## À compléter
**1.** Selon l'article sur les élections en Éthiopie, quel jour le pays a-t-il tenu ses sixièmes élections nationales ?
**2.** Poursuivez l'article sur les élections en Éthiopie après sa dernière phrase.

━━━ Document source ━━━

Les élections en Éthiopie se sont déroulées pacifiquement mais sans compétition
Le scrutin confère une légitimité électorale technique au parti au pouvoir, mais ne suffit pas à résoudre les profonds clivages politiques.
Publié le 05 juillet 2021 dans
ISS Today
Par
Tegbaru Yared
chercheur, analyse de la sécurité dans la Corne de l'Afrique, ISS Addis-Abeba
Malgré quelques retards, l’Éthiopie a tenu le 21 juin ses sixièmes élections nationales depuis la chute du régime du Derg, en 1991, lorsque l’État a été reconfiguré suivant des lignes ethno-régionales. Bien que les élections de 2005 aient présenté une certaine compétitivité, aucune des cinq dernières élections n’a été libre et équitable.
D’aucuns s’attendaient à ce que ces élections offrent une issue démocratique au passé autoritaire de l’Éthiopie, en partie grâce au zèle réformateur du Premier ministre Abiy Ahmed Ali, dont on a beaucoup vanté les mérites. Cependant, malgré les efforts déployés pour réformer les lois relatives à l’enregistrement des partis politiques et au code de conduite électoral, pour reconstituer le Conseil électoral national éthiopien (NEBE) et pour ouvrir l’espace politique, les élections sont loin d’avoir été équitables. En revanche, elles se sont déroulées pacifiquement.

━━━ Données disponibles ━━━

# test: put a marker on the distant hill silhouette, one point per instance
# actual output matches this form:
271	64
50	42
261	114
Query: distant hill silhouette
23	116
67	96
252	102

━━━

## Corrigés
**1.** Le 21 juin.

**2.**
Près de 38 millions d’Éthiopiens (soit un taux d’inscription de 78 %) se sont inscrits sur les listes électorales. Deux grands partis d’opposition de la région d’Oromia, la plus grande et la plus peuplée, ont boycotté les élections, et il n’y a pas eu de vote dans trois des onze régions du pays. Les résultats préliminaires semblent indiquer que le parti au pouvoir, le Prosperity Party, remportera une victoire écrasante à la Chambre de la fédération et aux chambres régionales.
Compte tenu de ses divisions politiques et de ses clivages sociaux historiques, de nombreux observateurs estiment que l’élection ne représente qu’un pas dans la bonne direction pour l’Éthiopie. D’autres mécanismes politiques robustes seront nécessaires pour résoudre les maux structurels du pays.
D’aucuns s’attendaient à ce que l’élection donne une issue démocratique au passé autoritaire de l’Éthiopie
Les élections ont été reportées à deux reprises, en raison de la pandémie de COVID-19 et d’autres causes logistiques, sécuritaires et connexes. Certains partis d'opposition ont contesté le report en invoquant des raisons de procédure.
Cela a conduit le Front de libération du peuple du Tigré (TPLF) à organiser des élections régionales au Tigré en septembre 2020. Et ce, malgré la prolongation par le Parlement fédéral du mandat du gouvernement fédéral et des exécutifs régionaux jusqu’à ce que le COVID-19 ne constitue plus une menace pour la santé publique.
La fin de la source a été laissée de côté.